To be done: The required output consists solely of the lines from the line containing "Locate the choya" through the end of the records, copied exactly.

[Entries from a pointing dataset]

(begin)

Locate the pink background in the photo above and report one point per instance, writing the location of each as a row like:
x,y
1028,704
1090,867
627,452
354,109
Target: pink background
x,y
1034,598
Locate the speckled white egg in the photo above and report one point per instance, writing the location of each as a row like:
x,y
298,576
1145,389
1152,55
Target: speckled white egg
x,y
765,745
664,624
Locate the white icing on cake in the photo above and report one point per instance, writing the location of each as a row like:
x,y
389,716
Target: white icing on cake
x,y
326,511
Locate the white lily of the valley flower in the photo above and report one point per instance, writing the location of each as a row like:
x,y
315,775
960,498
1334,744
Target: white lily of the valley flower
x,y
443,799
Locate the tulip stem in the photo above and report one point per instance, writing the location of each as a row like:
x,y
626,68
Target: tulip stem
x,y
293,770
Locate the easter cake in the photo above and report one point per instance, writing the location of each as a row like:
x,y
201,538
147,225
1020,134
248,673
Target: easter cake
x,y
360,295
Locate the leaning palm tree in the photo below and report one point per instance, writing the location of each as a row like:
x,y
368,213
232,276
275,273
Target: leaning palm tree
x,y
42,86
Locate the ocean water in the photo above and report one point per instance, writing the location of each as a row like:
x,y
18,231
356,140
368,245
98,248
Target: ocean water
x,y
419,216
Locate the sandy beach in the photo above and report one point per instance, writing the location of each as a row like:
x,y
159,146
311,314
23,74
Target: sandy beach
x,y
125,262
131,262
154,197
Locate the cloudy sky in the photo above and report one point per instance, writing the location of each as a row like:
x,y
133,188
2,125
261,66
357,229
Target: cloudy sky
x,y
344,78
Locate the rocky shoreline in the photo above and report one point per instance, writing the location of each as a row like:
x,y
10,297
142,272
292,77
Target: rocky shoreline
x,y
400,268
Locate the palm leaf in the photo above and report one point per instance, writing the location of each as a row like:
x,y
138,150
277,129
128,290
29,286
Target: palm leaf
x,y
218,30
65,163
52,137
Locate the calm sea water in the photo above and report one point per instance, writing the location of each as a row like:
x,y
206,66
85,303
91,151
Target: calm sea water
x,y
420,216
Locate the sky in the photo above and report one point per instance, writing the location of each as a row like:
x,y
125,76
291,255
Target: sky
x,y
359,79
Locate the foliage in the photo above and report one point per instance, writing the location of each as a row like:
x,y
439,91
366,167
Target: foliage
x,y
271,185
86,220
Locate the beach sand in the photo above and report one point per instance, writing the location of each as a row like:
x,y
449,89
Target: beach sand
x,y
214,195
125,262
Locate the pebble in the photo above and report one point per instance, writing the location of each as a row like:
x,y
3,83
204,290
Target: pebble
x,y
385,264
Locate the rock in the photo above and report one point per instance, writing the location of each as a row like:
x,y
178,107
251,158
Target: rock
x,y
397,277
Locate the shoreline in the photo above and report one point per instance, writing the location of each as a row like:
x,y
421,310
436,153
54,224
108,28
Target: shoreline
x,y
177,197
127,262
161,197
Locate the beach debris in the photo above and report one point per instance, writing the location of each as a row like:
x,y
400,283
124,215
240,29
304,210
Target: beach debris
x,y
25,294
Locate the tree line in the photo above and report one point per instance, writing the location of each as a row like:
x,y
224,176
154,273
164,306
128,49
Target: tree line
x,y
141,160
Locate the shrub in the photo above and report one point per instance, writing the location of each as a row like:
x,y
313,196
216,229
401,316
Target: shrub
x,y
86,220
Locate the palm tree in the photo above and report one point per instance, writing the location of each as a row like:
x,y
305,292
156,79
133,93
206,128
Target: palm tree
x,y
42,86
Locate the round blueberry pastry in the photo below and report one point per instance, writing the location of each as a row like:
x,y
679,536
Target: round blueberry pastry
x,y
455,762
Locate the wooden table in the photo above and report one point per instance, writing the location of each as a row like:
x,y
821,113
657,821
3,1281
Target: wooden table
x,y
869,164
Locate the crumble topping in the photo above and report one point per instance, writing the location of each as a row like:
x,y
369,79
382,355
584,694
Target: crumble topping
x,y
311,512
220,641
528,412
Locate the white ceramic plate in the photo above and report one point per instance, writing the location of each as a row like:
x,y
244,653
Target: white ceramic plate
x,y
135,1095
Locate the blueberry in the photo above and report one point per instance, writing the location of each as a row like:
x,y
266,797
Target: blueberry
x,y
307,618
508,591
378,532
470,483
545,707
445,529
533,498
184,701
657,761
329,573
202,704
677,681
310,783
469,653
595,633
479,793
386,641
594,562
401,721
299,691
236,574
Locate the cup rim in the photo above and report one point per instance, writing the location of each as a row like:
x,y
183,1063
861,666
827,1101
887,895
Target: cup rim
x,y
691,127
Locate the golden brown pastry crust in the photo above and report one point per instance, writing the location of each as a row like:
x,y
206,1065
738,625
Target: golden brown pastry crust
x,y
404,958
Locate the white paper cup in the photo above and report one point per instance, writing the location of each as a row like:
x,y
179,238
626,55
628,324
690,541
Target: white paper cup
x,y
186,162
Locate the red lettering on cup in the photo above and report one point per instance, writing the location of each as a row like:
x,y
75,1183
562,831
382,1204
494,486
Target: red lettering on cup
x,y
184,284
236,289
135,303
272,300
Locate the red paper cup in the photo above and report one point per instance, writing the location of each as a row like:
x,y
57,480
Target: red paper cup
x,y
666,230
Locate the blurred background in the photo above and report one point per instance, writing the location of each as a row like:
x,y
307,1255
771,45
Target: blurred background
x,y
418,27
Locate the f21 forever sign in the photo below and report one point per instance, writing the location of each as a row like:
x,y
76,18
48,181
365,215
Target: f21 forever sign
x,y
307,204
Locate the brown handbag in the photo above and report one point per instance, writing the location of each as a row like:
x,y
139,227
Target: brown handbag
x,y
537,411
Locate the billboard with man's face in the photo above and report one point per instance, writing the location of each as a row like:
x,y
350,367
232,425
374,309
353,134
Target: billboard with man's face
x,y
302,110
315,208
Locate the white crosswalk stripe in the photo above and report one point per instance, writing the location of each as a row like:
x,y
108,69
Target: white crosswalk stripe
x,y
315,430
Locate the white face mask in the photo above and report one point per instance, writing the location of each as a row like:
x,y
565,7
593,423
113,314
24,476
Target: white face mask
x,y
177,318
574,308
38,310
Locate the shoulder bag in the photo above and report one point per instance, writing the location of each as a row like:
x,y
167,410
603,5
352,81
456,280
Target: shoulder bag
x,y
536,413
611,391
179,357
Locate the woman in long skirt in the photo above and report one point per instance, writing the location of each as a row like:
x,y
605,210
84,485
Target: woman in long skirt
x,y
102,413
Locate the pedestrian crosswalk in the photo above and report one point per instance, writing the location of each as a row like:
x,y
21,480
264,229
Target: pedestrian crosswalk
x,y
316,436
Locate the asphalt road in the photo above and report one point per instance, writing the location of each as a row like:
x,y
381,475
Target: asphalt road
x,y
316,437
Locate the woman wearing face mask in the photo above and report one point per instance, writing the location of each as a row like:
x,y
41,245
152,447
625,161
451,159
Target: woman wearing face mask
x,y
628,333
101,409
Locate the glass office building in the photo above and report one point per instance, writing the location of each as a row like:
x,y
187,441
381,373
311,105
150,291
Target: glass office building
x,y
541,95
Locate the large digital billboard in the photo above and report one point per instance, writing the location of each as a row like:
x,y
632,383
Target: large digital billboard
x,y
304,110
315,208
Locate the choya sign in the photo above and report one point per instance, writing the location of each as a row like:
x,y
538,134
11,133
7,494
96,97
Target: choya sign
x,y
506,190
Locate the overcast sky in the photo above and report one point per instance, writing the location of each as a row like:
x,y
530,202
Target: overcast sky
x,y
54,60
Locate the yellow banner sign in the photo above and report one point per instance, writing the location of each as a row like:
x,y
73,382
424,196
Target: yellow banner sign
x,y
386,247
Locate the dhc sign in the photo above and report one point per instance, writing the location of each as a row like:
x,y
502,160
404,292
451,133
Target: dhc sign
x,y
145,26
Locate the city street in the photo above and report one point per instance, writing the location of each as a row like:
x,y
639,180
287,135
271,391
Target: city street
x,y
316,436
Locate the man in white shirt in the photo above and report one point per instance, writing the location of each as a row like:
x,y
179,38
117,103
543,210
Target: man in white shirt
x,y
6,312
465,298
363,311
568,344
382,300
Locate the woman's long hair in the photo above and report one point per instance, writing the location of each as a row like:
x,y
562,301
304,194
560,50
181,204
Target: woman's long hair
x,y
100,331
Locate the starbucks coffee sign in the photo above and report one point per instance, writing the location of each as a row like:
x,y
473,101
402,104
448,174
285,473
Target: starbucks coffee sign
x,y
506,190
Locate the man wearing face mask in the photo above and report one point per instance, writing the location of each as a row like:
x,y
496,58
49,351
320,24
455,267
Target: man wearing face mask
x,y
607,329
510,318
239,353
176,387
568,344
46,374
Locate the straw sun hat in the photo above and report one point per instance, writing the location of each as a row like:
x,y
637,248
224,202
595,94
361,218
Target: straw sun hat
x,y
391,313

(end)

Reply to the exercise:
Locate the choya sign in the photo above and report one point per instance, writing the location of each as a row like:
x,y
538,134
11,133
7,494
96,97
Target: choya sign
x,y
506,190
Locate the overcast sky in the photo above and report one point per instance, writing the location of each as a row like:
x,y
530,202
Target: overcast sky
x,y
54,60
Locate the yellow banner sign in the photo above and report one point per instance, writing the location of each as a row like:
x,y
73,382
424,196
Target: yellow banner sign
x,y
386,247
Locate the dhc sign in the photo above and report one point per instance, writing the location of each as a row like:
x,y
502,160
404,292
451,133
Target: dhc sign
x,y
145,26
Locate the city street in the photo above and report one point per instance, writing the location of each as a row like:
x,y
639,180
287,135
271,391
Target: city street
x,y
316,436
Locate the man in white shirt in the photo above and report one point per instance, writing the location of each as a row like:
x,y
179,38
117,103
543,210
Target: man in white shirt
x,y
6,312
465,298
363,311
568,344
382,300
Locate the woman's long hair in the photo above and report one point per instance, writing the location of each as a row like:
x,y
562,301
304,194
560,50
181,204
Target: woman's long hair
x,y
100,331
Locate the starbucks coffee sign in the photo above and report one point per instance, writing the location of each as a row like:
x,y
473,101
402,104
448,174
285,473
Target: starbucks coffee sign
x,y
506,190
Locate the man wearing face mask in the photo above and report one point per instance, writing the location of each as a row like:
x,y
496,58
49,351
320,24
455,267
Target: man wearing face mask
x,y
607,329
510,318
239,353
176,387
568,344
46,374
Locate the straw sun hat in the photo above and report one point per instance, writing the location of each as a row like:
x,y
637,248
224,202
595,94
361,218
Target: straw sun hat
x,y
391,313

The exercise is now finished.